Stored data:
╔══

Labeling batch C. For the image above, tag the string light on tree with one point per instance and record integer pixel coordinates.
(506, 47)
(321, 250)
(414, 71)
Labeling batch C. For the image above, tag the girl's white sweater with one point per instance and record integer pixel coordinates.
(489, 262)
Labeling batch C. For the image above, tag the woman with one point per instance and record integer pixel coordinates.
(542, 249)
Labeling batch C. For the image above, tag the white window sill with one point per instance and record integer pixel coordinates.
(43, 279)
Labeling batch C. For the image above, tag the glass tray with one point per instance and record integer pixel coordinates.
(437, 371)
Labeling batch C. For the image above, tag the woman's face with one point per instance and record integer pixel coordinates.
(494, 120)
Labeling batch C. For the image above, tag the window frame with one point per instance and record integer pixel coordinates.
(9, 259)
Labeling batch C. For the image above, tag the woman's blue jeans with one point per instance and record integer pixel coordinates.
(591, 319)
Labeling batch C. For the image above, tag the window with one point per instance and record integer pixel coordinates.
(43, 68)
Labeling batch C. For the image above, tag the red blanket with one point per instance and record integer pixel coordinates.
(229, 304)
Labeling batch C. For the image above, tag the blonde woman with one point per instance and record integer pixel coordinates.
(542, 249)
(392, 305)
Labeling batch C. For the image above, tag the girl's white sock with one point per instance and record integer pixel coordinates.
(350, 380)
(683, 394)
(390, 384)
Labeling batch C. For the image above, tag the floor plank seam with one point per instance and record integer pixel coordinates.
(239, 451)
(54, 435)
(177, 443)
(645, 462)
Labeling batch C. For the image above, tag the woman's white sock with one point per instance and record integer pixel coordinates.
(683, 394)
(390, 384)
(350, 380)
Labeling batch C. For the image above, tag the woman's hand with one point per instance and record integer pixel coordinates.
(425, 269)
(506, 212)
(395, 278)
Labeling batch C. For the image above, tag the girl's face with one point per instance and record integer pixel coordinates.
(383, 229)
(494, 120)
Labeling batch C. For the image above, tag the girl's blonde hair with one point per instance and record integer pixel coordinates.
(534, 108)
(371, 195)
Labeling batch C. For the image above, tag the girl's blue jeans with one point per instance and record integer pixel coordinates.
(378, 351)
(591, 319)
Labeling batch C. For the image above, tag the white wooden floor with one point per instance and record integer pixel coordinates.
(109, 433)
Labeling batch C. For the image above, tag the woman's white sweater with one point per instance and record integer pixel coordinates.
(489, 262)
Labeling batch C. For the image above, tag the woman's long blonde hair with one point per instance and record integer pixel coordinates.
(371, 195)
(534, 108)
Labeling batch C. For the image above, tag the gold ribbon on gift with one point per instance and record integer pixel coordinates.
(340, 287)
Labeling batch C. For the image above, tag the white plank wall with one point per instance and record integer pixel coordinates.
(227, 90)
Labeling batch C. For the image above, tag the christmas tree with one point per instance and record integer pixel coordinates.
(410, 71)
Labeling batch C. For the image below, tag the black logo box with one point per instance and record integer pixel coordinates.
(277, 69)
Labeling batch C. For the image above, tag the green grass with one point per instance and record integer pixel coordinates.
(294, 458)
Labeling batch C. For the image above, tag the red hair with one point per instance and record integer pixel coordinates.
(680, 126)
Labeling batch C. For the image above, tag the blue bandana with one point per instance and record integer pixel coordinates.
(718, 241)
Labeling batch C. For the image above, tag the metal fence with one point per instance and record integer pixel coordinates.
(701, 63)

╚══

_EXERCISE OBJECTIVE_
Starting from the line that contains "Labeling batch C. For the image above, tag the christmas", reproduce each line of the data exactly through the last one.

_EXERCISE OUTPUT_
Labeling batch C. For the image above, tag the christmas tree with one point per instance and record integer pixel coordinates.
(410, 71)
Labeling batch C. For the image below, tag the black logo box with one point per instance and record integer pixel coordinates.
(277, 69)
Labeling batch C. For the image above, tag the green grass with one point per instance and record integer pixel coordinates.
(294, 458)
Labeling batch C. For the image above, tag the red hair with one point per instance and record integer pixel coordinates.
(680, 126)
Labeling batch C. For the image above, tag the blue bandana with one point per instance and record integer pixel coordinates.
(718, 241)
Labeling batch C. For the image above, tag the metal fence with one point per instance and record integer pixel coordinates.
(701, 63)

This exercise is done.